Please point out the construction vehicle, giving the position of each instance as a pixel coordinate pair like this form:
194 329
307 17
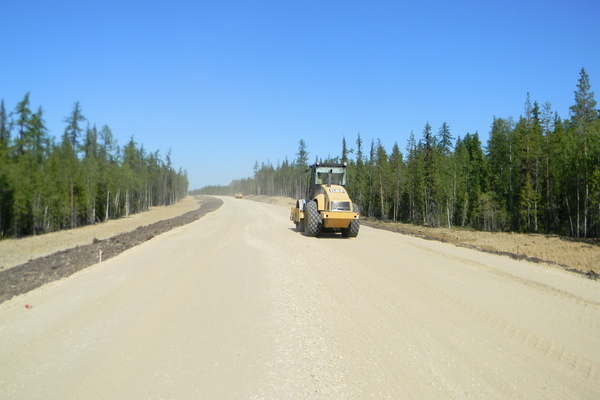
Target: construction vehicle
328 206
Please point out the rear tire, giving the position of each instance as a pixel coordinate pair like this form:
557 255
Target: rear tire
352 229
313 225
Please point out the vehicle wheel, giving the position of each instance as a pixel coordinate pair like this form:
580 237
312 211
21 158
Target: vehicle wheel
314 225
352 229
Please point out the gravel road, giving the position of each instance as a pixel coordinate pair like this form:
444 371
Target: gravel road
237 305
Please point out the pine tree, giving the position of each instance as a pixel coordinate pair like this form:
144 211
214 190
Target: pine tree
583 117
73 130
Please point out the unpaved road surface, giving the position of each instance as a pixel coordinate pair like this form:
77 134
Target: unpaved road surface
237 305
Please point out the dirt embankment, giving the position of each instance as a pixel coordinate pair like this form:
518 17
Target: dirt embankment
30 262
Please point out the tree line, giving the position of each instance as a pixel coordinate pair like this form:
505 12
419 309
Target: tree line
48 185
538 173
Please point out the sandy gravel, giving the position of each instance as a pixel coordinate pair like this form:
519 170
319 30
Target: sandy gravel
17 251
237 305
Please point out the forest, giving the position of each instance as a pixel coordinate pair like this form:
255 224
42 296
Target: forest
48 185
536 174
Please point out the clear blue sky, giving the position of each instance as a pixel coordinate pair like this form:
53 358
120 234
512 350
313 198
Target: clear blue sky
226 83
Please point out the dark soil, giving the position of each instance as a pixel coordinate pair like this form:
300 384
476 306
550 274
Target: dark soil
37 272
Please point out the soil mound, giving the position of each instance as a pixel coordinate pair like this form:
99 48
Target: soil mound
37 272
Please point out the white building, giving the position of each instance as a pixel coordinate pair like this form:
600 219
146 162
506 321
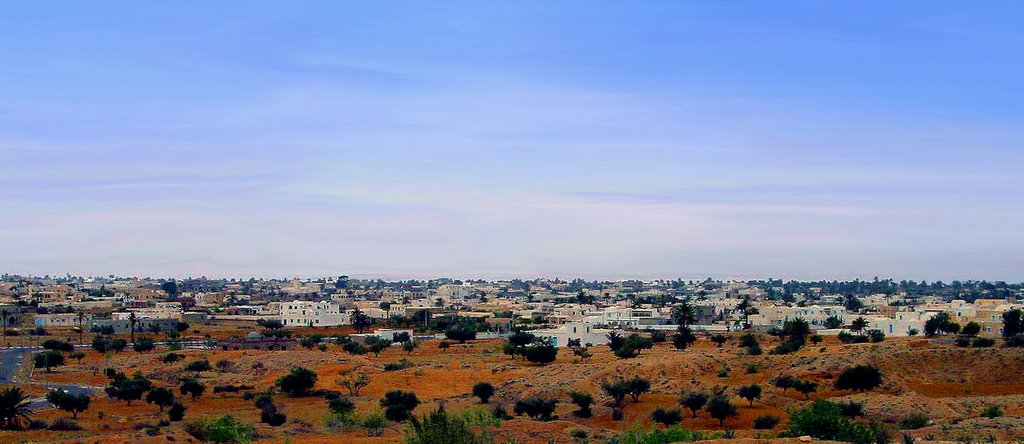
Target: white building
309 313
62 319
582 330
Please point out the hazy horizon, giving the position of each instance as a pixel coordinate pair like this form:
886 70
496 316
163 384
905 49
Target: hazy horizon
649 139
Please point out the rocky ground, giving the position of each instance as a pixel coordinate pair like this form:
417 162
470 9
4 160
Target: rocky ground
949 385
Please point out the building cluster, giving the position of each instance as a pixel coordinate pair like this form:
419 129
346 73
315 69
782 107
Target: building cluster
562 311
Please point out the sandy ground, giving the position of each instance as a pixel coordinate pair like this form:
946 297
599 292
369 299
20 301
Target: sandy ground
949 385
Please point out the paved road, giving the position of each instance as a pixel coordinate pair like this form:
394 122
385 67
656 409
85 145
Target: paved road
10 359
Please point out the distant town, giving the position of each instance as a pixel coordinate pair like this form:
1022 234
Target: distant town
564 311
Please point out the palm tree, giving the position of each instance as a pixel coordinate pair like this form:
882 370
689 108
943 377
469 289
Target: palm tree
131 321
858 324
81 328
13 407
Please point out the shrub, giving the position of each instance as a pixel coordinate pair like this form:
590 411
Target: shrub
199 365
341 406
683 338
230 388
749 340
912 422
823 419
221 430
398 404
64 424
176 412
483 391
395 366
58 345
354 348
657 337
654 436
765 422
785 383
876 336
971 328
785 348
847 338
983 342
374 425
353 385
637 387
68 402
584 401
750 393
440 428
271 416
851 409
859 378
161 397
616 389
298 382
693 401
536 408
667 416
192 388
172 357
806 388
721 408
461 334
143 344
992 411
48 359
616 414
541 353
127 389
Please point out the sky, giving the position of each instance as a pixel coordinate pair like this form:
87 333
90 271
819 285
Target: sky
411 139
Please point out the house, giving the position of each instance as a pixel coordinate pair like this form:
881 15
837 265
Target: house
583 330
310 313
62 319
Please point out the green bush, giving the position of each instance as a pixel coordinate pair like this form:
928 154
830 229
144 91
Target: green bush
537 408
913 422
765 422
983 342
992 411
654 436
440 428
823 419
221 430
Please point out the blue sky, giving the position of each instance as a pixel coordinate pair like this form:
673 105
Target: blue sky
499 139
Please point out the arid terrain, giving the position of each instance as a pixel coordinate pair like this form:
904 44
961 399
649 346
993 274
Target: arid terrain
949 385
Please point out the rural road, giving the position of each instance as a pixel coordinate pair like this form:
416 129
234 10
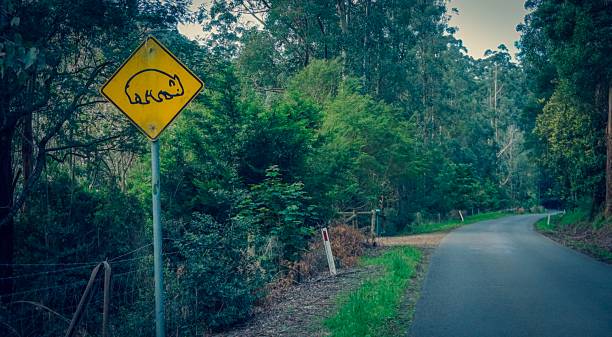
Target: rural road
500 278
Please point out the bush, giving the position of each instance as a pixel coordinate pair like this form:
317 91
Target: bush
212 273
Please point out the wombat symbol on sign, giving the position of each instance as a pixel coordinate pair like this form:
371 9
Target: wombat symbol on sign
154 84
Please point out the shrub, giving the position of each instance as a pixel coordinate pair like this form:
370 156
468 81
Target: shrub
212 273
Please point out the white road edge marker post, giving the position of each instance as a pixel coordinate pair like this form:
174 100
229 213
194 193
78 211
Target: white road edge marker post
328 252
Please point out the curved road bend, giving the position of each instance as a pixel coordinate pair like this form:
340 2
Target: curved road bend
500 278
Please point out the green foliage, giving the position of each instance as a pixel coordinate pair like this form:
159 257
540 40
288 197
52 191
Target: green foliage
278 214
573 148
455 223
368 310
214 270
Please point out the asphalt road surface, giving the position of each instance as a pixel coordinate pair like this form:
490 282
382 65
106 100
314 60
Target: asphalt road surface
501 278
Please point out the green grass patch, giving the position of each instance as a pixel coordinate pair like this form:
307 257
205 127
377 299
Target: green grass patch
368 310
543 226
452 224
573 220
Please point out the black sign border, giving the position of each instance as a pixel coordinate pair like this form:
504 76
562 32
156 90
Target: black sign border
151 37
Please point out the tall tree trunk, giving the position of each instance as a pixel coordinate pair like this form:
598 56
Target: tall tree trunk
27 150
608 211
6 204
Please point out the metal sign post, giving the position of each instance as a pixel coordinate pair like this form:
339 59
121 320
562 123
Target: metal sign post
157 242
151 88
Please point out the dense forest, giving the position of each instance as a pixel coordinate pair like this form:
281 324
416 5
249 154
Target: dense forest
309 108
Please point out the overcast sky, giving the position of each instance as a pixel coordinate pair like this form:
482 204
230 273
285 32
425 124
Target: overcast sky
485 24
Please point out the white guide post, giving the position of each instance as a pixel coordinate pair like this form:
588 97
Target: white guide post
328 252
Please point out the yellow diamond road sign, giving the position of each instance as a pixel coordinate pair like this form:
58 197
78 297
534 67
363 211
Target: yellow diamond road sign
152 87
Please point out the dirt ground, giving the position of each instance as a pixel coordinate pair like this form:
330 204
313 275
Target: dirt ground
430 240
301 309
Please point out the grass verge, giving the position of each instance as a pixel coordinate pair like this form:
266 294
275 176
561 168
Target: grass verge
368 310
562 226
452 224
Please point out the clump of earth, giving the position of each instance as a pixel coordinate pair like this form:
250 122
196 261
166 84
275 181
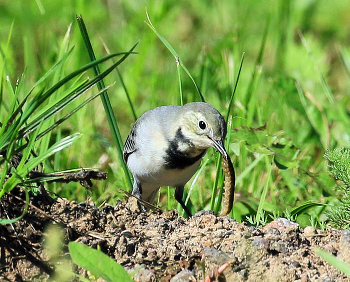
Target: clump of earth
165 247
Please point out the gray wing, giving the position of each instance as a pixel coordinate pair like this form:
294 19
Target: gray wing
129 146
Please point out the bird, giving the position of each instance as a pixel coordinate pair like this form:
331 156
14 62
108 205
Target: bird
166 145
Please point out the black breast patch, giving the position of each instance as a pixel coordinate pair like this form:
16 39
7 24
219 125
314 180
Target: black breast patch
177 159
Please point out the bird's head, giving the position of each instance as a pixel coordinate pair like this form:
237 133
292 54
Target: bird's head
204 126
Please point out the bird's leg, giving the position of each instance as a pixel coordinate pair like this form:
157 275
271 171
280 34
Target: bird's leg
137 191
179 191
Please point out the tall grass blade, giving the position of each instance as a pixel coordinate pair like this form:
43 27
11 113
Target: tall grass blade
105 99
176 56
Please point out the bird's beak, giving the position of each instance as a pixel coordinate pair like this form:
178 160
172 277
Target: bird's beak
219 146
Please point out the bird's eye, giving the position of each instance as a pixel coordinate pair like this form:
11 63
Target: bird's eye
202 124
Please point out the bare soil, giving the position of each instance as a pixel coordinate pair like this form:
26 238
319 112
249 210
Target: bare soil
169 247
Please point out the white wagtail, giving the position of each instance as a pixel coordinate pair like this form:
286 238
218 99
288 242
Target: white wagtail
166 145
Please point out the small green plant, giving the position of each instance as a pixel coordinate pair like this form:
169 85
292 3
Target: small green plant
333 260
30 117
97 263
339 166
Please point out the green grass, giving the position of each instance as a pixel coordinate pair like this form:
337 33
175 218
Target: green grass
290 105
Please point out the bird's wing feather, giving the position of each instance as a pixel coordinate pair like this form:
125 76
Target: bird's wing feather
129 146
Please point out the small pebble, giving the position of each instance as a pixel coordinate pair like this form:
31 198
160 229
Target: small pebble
260 243
282 224
309 231
183 276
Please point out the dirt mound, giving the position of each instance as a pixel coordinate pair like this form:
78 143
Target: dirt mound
170 248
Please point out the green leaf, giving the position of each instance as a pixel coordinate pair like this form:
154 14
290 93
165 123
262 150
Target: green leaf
19 175
97 263
304 207
10 221
333 260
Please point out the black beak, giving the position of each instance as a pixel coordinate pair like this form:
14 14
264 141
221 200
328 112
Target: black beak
219 146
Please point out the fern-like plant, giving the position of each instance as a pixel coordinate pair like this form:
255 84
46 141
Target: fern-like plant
339 166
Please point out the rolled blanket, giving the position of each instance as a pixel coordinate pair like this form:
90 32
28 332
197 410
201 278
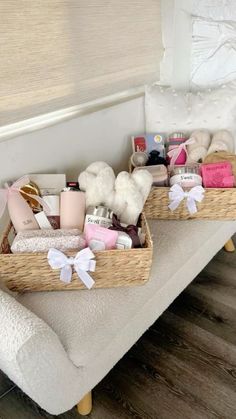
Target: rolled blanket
43 240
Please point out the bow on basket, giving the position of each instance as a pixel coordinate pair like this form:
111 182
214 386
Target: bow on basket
177 194
82 263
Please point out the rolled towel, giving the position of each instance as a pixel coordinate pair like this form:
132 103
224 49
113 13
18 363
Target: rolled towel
222 141
197 151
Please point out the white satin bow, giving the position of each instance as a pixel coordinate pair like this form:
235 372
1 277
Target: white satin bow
177 194
81 263
175 152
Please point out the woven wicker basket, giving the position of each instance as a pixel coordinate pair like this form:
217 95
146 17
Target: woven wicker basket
114 268
218 204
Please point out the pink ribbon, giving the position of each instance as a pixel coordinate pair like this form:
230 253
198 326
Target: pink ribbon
175 152
15 187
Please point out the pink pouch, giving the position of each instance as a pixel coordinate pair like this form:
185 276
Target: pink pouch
217 175
172 144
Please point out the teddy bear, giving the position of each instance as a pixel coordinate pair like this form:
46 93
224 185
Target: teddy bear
125 194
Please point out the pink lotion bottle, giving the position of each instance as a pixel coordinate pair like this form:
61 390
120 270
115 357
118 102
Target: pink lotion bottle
20 213
72 209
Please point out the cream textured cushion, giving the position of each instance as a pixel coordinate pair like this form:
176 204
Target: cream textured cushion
89 323
91 330
168 110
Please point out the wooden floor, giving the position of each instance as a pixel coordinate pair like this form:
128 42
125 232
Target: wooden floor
184 366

● ● ● ●

INSTRUCTIONS FOR THE TASK: Include both ends. Return the line holding "Please point out the teddy" and all lines after it in the records above, exactly as written.

RESPONSE TO THIS TASK:
Please point out the teddy bear, giving the position of each instance as a pixel coordinate pair like this form:
46 93
224 185
Target: teddy bear
125 194
Please point out the pink lotion bottle, giving the position of each instance as a pixel coordinate pair like this form:
61 390
120 270
115 357
118 102
Target: pink lotion bottle
20 213
72 209
Please point out the cream textured cushion, giving the position of each instance as a pixel coordinate pair like this form:
176 204
Target: cream textured cushion
89 323
91 330
168 110
Please point out the wooden floor, giving the position of each instance as a pixel coordinate pair like this form:
128 42
125 232
Target: wooden floor
184 366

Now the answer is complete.